▶ EXERCISE PROMPT
What you return should be every line of the material, unchanged.
___ DATA TO EXAMINE ___
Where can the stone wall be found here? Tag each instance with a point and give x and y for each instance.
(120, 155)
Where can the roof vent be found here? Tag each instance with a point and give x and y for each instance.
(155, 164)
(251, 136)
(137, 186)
___
▶ ANSWER TO THIS TASK
Where can the stone wall be found here? Tag each instance with a point and give x and y for each instance.
(120, 155)
Where can the roof vent be found here? Tag each instance with a point and give x and y for each instance.
(155, 164)
(251, 136)
(137, 186)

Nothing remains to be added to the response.